Problem statement:
Output the lines from the line containing "In this practice step, locate the drum" through the line containing "In this practice step, locate the white", both included, as a JSON array of strings with one string per line and blank lines omitted.

Given records:
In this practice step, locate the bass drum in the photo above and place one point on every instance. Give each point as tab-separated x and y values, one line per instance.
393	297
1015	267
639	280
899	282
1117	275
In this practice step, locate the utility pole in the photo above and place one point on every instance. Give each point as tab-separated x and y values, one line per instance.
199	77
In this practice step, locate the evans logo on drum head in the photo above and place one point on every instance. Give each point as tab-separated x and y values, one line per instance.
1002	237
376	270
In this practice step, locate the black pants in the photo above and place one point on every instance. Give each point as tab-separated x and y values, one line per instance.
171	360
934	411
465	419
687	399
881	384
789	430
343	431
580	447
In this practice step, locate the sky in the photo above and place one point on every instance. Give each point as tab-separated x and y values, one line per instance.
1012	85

---

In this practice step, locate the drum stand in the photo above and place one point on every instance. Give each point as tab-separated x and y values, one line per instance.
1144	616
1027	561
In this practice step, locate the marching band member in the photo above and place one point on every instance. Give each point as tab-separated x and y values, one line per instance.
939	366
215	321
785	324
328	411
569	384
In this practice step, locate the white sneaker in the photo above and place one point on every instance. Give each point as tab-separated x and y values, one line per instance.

Correct result:
[
  "In this practice step, locate the drum stand in the photo above and place one point on every instance. Give each point as tab-separated x and y values, one line per instance.",
  "1144\t616",
  "1027\t561",
  "In this practice step, locate the marching band member in the photo above and place one point on every instance. Give each point as tab-separated x and y values, one line per instance.",
  "939\t366",
  "215\t321",
  "785\t324",
  "328\t411",
  "569\t384",
  "In this practice step, locate the white sneaker in the photo above and place one point on every instance. Give each point as tab-separated x and y values, one line per instance."
]